(Entries from a point annotation set)

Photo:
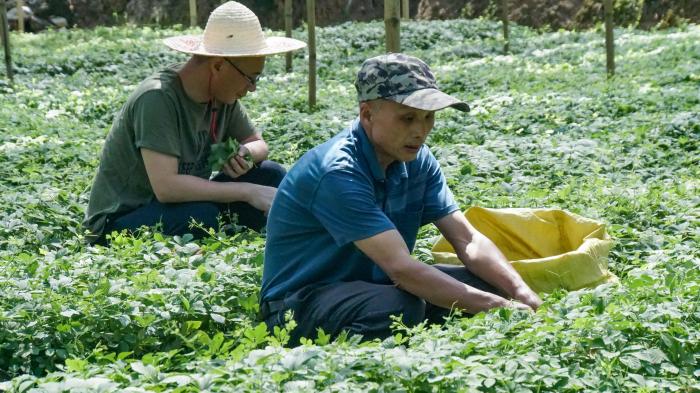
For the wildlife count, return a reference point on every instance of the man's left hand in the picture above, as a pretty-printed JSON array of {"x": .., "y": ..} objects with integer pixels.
[
  {"x": 529, "y": 297},
  {"x": 237, "y": 165}
]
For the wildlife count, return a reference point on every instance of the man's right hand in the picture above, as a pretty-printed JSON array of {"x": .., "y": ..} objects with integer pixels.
[{"x": 261, "y": 197}]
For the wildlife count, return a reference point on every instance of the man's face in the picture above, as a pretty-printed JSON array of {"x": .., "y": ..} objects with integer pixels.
[
  {"x": 397, "y": 131},
  {"x": 237, "y": 77}
]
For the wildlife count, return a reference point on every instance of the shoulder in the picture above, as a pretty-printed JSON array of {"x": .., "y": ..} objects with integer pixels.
[{"x": 160, "y": 86}]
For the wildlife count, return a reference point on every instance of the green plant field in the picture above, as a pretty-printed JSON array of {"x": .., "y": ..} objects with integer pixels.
[{"x": 547, "y": 129}]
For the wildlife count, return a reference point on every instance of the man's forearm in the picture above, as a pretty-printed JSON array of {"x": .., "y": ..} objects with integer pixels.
[
  {"x": 442, "y": 290},
  {"x": 484, "y": 259}
]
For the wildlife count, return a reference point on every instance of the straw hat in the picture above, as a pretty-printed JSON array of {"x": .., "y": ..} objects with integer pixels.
[{"x": 233, "y": 31}]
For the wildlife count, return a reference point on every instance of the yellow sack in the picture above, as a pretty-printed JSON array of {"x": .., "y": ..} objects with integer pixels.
[{"x": 549, "y": 248}]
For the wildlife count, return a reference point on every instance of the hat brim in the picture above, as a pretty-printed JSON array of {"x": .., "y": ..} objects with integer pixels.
[
  {"x": 430, "y": 100},
  {"x": 192, "y": 44}
]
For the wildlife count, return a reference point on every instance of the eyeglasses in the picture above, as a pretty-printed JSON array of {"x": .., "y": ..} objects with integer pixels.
[{"x": 252, "y": 81}]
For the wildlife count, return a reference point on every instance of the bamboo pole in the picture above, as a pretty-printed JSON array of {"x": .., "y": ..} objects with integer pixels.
[
  {"x": 193, "y": 13},
  {"x": 311, "y": 22},
  {"x": 609, "y": 38},
  {"x": 19, "y": 5},
  {"x": 288, "y": 31},
  {"x": 6, "y": 41},
  {"x": 392, "y": 25},
  {"x": 506, "y": 29}
]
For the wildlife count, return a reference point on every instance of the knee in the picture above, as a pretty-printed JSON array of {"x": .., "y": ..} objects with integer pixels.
[
  {"x": 205, "y": 213},
  {"x": 412, "y": 308}
]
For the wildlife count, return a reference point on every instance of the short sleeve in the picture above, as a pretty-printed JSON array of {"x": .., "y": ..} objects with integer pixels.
[
  {"x": 344, "y": 203},
  {"x": 154, "y": 123},
  {"x": 238, "y": 124},
  {"x": 438, "y": 199}
]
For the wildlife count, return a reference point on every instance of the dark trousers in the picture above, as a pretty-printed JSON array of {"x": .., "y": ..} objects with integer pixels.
[
  {"x": 360, "y": 307},
  {"x": 175, "y": 218}
]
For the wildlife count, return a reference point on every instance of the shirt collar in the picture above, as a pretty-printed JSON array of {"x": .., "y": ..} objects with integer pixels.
[{"x": 394, "y": 169}]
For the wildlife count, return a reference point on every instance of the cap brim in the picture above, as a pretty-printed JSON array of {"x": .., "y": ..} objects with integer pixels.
[
  {"x": 430, "y": 100},
  {"x": 192, "y": 44}
]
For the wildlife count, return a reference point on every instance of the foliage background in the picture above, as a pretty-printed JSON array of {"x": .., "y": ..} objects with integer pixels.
[{"x": 547, "y": 129}]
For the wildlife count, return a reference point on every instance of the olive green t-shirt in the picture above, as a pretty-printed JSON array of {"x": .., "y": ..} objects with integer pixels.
[{"x": 158, "y": 116}]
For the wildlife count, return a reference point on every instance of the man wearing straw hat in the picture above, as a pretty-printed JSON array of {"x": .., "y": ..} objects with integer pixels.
[
  {"x": 154, "y": 166},
  {"x": 345, "y": 219}
]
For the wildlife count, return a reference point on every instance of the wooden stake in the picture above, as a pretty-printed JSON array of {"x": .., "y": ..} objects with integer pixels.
[
  {"x": 193, "y": 13},
  {"x": 506, "y": 29},
  {"x": 288, "y": 31},
  {"x": 311, "y": 22},
  {"x": 609, "y": 38},
  {"x": 19, "y": 5},
  {"x": 6, "y": 41},
  {"x": 392, "y": 25}
]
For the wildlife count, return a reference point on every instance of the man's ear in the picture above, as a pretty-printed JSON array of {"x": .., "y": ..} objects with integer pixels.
[
  {"x": 216, "y": 64},
  {"x": 366, "y": 113}
]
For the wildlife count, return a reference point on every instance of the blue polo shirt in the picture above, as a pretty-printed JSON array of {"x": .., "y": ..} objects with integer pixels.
[{"x": 338, "y": 193}]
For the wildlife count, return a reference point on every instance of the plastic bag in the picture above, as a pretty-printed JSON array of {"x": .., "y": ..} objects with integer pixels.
[{"x": 549, "y": 248}]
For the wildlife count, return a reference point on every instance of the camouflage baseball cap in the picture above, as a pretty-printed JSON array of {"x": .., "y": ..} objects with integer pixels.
[{"x": 404, "y": 79}]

What this task involves:
Retype, without any change, everything from the line containing "of the plastic" down to the end of the lines above, including both ends.

Complete response:
For the wildlife count, return a reference point on every instance of the plastic bag in the picture above, as a pretty-printed JSON array of {"x": .., "y": ..} objects with integer pixels.
[{"x": 549, "y": 248}]
For the wildlife count, return a reference point on every instance of the camouflage baseball cap in the picture above, as a pretty-printed JSON array of {"x": .., "y": ..} objects with integer pixels.
[{"x": 404, "y": 79}]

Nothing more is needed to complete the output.